SHORT EXERCISE → Repeat every line of the listing below exactly, minus the pictures.

▬▬▬▬▬▬

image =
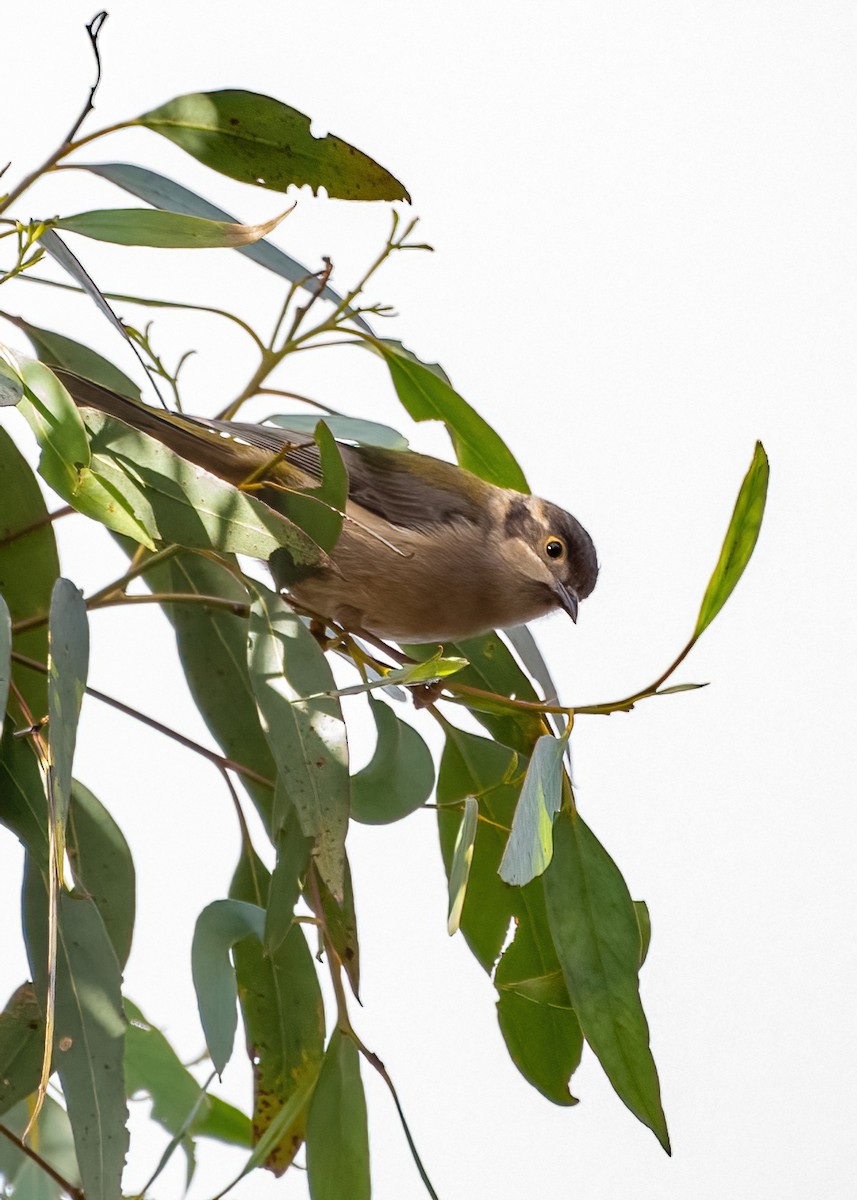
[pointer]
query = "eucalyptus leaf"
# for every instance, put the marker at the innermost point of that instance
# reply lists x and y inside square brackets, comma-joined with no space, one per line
[165,231]
[165,193]
[531,841]
[336,1135]
[400,777]
[89,1030]
[739,541]
[258,139]
[462,857]
[219,927]
[597,936]
[345,429]
[306,737]
[429,397]
[67,666]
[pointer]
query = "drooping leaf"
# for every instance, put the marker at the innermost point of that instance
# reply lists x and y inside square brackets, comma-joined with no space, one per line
[89,1032]
[22,1038]
[219,927]
[337,1137]
[531,841]
[258,139]
[306,737]
[58,351]
[53,1135]
[429,397]
[462,857]
[283,1019]
[165,231]
[102,867]
[151,1066]
[67,667]
[213,647]
[537,1020]
[165,193]
[400,777]
[598,941]
[29,565]
[739,541]
[345,429]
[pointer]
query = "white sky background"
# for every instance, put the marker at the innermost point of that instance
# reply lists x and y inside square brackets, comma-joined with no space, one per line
[643,219]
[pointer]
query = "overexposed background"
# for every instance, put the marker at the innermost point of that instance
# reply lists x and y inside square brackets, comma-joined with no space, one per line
[643,219]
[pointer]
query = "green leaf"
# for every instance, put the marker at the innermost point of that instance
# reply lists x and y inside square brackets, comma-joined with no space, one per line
[429,397]
[22,1039]
[534,1012]
[345,429]
[89,1032]
[306,737]
[336,1137]
[23,803]
[29,565]
[102,867]
[165,193]
[283,1019]
[213,647]
[739,541]
[219,927]
[473,766]
[139,487]
[460,869]
[531,841]
[258,139]
[597,936]
[5,658]
[53,1137]
[58,351]
[67,666]
[151,1066]
[400,777]
[165,231]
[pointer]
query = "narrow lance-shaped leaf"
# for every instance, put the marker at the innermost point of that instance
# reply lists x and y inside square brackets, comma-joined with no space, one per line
[400,777]
[258,139]
[462,857]
[306,737]
[165,231]
[337,1137]
[67,666]
[426,396]
[531,841]
[165,193]
[5,658]
[739,541]
[219,927]
[597,936]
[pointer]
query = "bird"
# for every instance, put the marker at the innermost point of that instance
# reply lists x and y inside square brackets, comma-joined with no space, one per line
[429,551]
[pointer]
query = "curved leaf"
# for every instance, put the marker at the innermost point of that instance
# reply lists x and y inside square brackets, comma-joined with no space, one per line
[219,927]
[258,139]
[400,777]
[163,231]
[598,941]
[306,737]
[739,541]
[336,1135]
[429,397]
[531,841]
[165,193]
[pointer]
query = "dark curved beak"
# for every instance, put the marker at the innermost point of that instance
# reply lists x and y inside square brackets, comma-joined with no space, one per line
[568,600]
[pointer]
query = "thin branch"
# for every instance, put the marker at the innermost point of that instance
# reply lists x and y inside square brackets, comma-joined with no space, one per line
[73,1192]
[219,760]
[93,29]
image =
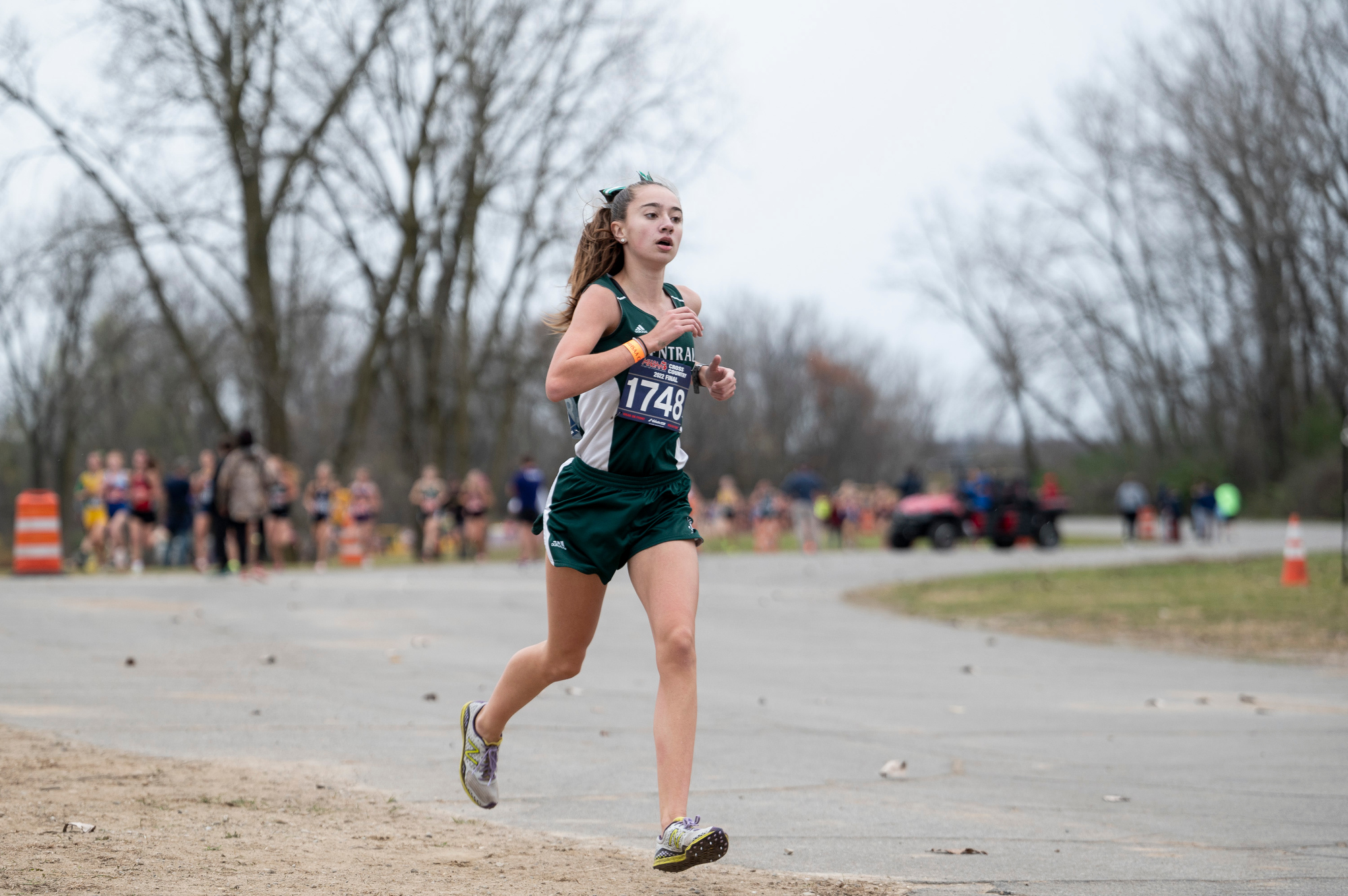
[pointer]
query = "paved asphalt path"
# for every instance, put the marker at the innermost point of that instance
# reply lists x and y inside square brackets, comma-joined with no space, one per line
[803,699]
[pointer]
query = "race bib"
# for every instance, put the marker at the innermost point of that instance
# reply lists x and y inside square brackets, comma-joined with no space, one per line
[656,393]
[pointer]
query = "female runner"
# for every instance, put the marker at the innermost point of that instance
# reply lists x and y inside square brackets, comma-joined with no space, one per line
[429,497]
[204,498]
[282,490]
[475,497]
[146,494]
[117,483]
[626,355]
[319,505]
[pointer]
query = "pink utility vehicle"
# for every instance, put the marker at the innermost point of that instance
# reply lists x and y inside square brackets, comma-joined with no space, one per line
[1013,513]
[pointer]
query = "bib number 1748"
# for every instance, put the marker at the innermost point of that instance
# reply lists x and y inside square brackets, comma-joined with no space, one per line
[656,393]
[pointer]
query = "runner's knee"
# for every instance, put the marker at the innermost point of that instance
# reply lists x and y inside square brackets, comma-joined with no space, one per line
[561,666]
[677,650]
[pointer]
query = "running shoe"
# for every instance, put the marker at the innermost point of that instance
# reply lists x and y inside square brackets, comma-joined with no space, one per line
[478,765]
[684,845]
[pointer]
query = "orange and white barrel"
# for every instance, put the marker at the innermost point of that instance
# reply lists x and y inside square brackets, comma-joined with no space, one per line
[37,533]
[350,546]
[1295,556]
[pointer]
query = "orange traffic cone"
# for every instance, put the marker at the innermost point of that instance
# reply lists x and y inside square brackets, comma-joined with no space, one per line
[1295,556]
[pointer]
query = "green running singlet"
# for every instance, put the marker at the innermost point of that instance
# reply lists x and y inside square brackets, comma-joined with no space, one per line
[632,425]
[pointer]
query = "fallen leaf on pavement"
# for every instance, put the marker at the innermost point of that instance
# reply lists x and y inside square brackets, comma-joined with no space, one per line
[894,769]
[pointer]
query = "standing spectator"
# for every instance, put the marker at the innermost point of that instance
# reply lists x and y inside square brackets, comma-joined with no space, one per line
[242,491]
[145,491]
[1203,511]
[366,505]
[911,484]
[429,497]
[525,487]
[478,499]
[282,491]
[319,505]
[1169,513]
[766,517]
[1130,498]
[1226,499]
[204,499]
[801,487]
[847,511]
[179,513]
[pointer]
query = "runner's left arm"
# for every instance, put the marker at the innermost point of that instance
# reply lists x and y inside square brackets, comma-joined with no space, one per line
[719,381]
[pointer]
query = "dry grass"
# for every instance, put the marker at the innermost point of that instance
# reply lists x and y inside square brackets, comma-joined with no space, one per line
[1231,608]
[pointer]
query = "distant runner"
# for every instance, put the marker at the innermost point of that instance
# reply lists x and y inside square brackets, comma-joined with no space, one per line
[625,367]
[94,514]
[117,486]
[429,497]
[319,505]
[525,487]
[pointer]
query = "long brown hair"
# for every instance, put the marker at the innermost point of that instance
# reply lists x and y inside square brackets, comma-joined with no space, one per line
[599,253]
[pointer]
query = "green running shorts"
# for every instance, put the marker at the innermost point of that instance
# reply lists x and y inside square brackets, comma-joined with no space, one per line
[595,521]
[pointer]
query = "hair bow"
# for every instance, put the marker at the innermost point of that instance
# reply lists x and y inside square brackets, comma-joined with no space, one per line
[611,193]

▬▬▬▬▬▬

ANSWER →
image =
[pointer]
query = "eucalyptus leaf"
# for every instance, put the marker at the innermost point of that instance
# reply lists x and y inside square brackets, comma-joined with no space, one per line
[165,231]
[165,193]
[531,841]
[336,1135]
[400,777]
[89,1030]
[739,541]
[258,139]
[462,857]
[219,927]
[597,936]
[345,429]
[306,737]
[429,397]
[67,666]
[pointer]
query = "drooping leaf"
# for every instance, put the marker at the innermost point of that instance
# reply lists x and y inside square brackets, comma-joined with no space, one per line
[89,1032]
[22,1038]
[219,927]
[337,1137]
[531,841]
[258,139]
[306,737]
[58,351]
[53,1135]
[429,397]
[462,857]
[283,1019]
[165,231]
[102,867]
[151,1066]
[67,667]
[213,647]
[537,1020]
[165,193]
[400,777]
[598,941]
[29,565]
[739,541]
[345,429]
[pointer]
query = "white sky background"
# for every instance, put the marker at the innermost point of that instance
# reply lists x and y inside square brackets, comma-joined with no space, one per line
[643,219]
[pointer]
query = "overexposed background"
# for every instance, put the marker at the innermost point of that instance
# reply lists x and y inside square brackets, comma-joined with no space, one per line
[643,219]
[pointer]
query = "green leaf"
# for every instance, put the marker at the innermost point of that instance
# reply lists x and y inside square brackets, comma-joined with no space, one per line
[429,397]
[22,1039]
[534,1012]
[345,429]
[89,1032]
[306,737]
[336,1137]
[23,803]
[29,565]
[102,867]
[165,193]
[283,1019]
[213,647]
[739,541]
[219,927]
[473,766]
[139,487]
[460,869]
[531,841]
[258,139]
[597,936]
[5,658]
[53,1137]
[58,351]
[67,666]
[151,1066]
[400,777]
[165,231]
[pointer]
query = "narrow lance-shaped leaf"
# for every instance, put the marker at the innermost point of that instance
# reply lists x and y inside square brackets, comma-joined with no space, one per line
[400,777]
[258,139]
[462,857]
[306,737]
[165,231]
[337,1137]
[67,666]
[426,396]
[531,841]
[165,193]
[5,658]
[739,541]
[219,927]
[597,936]
[pointer]
query = "bird"
# for every instance, put the marker at the innermost point of that instance
# reply lists x and y inside square brackets, comma-joined with no space, one per line
[429,551]
[pointer]
query = "curved leaf"
# for every instance, put the marker at the innermost point of that instance
# reply lists x and y inside square brackets, comma-joined with no space, one per line
[219,927]
[258,139]
[400,777]
[163,231]
[598,941]
[306,737]
[739,541]
[336,1135]
[429,397]
[531,841]
[165,193]
[pointer]
query = "dark curved beak"
# for every instance, put the marker at the innermost point of that instance
# reply lists x and y inside square brackets, comma-joined with no space, one per line
[568,600]
[pointer]
query = "thin branch"
# for every instance, put the marker at the innermost point of that instance
# reply lists x and y inside square brackets, comma-joined with no space, one per line
[73,1192]
[219,760]
[93,29]
image =
[pointer]
query = "paved asphalt path"
# for every instance, put the marker at the innermost point of that instance
# reply lists x and y inside square brackets, comma-joined with no space, one per line
[803,699]
[pointer]
query = "race bib"
# for every instance, put the marker at the innermost point of that instance
# reply lists x and y inside square brackets, comma-joined with no space, one per line
[656,393]
[pointer]
query = "female runner"
# for every instance, put the marker at the innermost point of that instance
# reply lists x and y inside square brackets, comma-joined with no space, one per line
[429,497]
[204,498]
[282,490]
[475,497]
[146,494]
[117,483]
[626,355]
[319,505]
[pointer]
query = "pink utility vehicle"
# for every instance, put the marker at the innermost point of that instance
# reply lists x and y inside square brackets, comma-joined with no space, one per line
[1013,513]
[pointer]
query = "bib number 1748"
# for every instance, put the marker at the innermost point of that instance
# reply lists x and y inside square brackets, comma-joined with no space, one per line
[656,393]
[pointer]
query = "runner's knee"
# for every instance, put the marker at the innermost point of that instance
# reply lists x and y inside square brackets, comma-joined with no space, one per line
[561,666]
[677,650]
[pointer]
query = "running shoe"
# for every instance, put the marker at the innermost point of that instance
# reply lists x and y inside square brackets, comma-joined with no space, one per line
[478,765]
[684,845]
[pointer]
query = "orange and white barrel"
# for every instance, put the marker at the innermost point of that instance
# reply lists x and y inside square brackets, comma-joined with no space, one per line
[37,533]
[350,546]
[1295,556]
[pointer]
query = "orange traffic cone"
# for every instance, put the marker at the innermost point of that instance
# reply lists x and y inside square brackets, comma-joined with no space, one per line
[1295,556]
[pointer]
query = "green running singlet"
# for every instance, put the marker at the innermost point of that instance
# reply lists x and y inside square brackets, comma-joined with no space, one per line
[632,425]
[pointer]
query = "fallen leaf on pavement"
# for every instance, put the marker at the innermost point of that instance
# reply lists x and y inside square brackets, comma-joined with no space, one per line
[894,769]
[pointer]
query = "standing spectator"
# for every instance, put the marker at the innermost point of that instance
# reply lists x and y inside square brackets, comma-joined with no space, one per line
[242,491]
[145,491]
[1203,511]
[366,505]
[911,484]
[429,497]
[525,487]
[478,499]
[282,491]
[319,505]
[1169,513]
[766,517]
[1130,498]
[1226,499]
[204,499]
[801,487]
[847,511]
[179,513]
[pointer]
query = "runner's left arm"
# for every instance, put the marker at the innermost point of that instance
# reply lists x and y inside square brackets, comma-joined with no space, one per line
[719,381]
[pointer]
query = "dry grass"
# for every instance, put the marker at the innermost point of that instance
# reply lists x and y inside square brackets, comma-joined with no space, one per line
[1231,608]
[pointer]
query = "distant runner"
# for every instance, put the marker at the innermost point of that instance
# reply lists x and y inside square brackets, comma-joined with no space, one per line
[625,367]
[94,514]
[117,486]
[429,497]
[319,505]
[525,487]
[pointer]
query = "long brown hair"
# for every instance, put the marker at the innermost point of that instance
# reply lists x and y inside square brackets, comma-joined with no space, one per line
[599,253]
[pointer]
query = "green running shorts"
# for every instance, put the marker at the innermost point of that instance
# reply lists x and y inside square brackets, comma-joined with no space, one per line
[595,521]
[pointer]
query = "hair bow"
# for every instance, put the marker at the innermost point of that instance
# reply lists x and y inside square brackets, comma-joined with no space, one per line
[611,193]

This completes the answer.